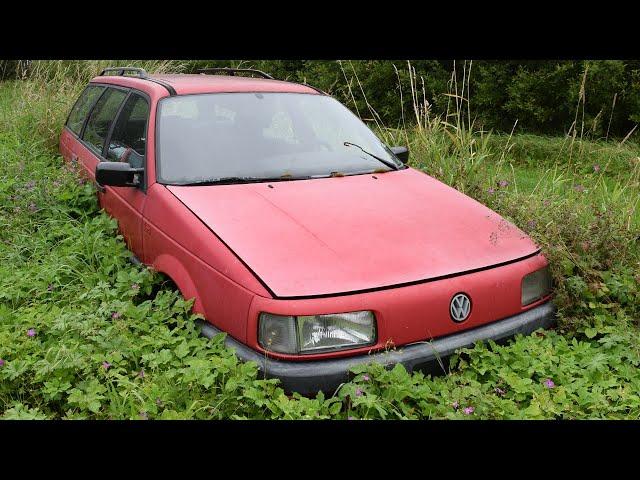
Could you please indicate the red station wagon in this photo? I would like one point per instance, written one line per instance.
(298, 232)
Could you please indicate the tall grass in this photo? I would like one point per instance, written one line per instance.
(49, 88)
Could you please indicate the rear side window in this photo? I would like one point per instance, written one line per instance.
(128, 141)
(101, 117)
(81, 109)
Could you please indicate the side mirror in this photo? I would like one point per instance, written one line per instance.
(402, 153)
(118, 174)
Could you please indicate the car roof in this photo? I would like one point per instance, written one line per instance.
(186, 84)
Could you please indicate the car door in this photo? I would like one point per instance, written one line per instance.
(125, 204)
(127, 143)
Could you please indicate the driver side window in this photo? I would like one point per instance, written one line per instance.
(128, 141)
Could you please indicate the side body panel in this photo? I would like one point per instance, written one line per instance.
(178, 244)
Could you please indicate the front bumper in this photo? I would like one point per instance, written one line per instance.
(308, 377)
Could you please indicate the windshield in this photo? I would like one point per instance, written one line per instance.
(236, 136)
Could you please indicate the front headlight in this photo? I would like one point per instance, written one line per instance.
(536, 285)
(316, 333)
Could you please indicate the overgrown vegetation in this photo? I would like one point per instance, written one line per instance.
(86, 334)
(601, 96)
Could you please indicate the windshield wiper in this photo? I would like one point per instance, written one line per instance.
(232, 180)
(386, 162)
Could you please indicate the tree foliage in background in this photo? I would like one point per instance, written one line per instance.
(597, 98)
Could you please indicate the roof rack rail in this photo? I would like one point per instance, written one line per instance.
(122, 70)
(141, 73)
(233, 71)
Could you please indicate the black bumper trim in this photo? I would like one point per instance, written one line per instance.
(308, 377)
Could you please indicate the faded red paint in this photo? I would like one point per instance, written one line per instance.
(239, 249)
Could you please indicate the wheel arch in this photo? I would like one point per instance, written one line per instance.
(178, 274)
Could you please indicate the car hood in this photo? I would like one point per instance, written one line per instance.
(344, 234)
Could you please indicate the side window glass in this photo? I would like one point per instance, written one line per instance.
(101, 117)
(81, 108)
(128, 141)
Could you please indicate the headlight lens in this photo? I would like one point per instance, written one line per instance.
(536, 285)
(316, 333)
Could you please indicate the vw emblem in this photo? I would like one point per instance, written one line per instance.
(460, 307)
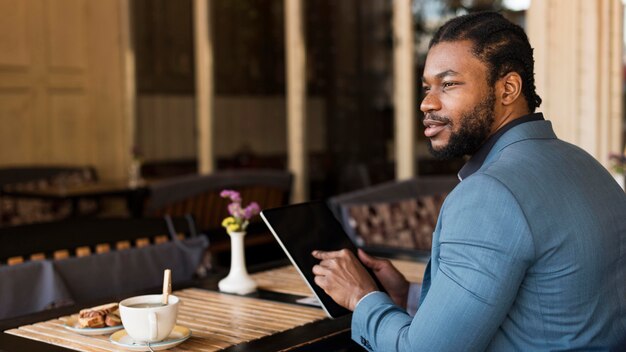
+---+
Problem
Gather every line from the listing above that contains the string "window", and copy each one out in full.

Solution to this problem
Could you please indicate the rear side window in this photo? I would like one point per instance, written one line per instance.
Could you please indicate the driver side window in this photo? I would like one point per instance, written one line per instance.
Could you please indicate the side window glass in this photo? I would like one point per instance, written one line per instance.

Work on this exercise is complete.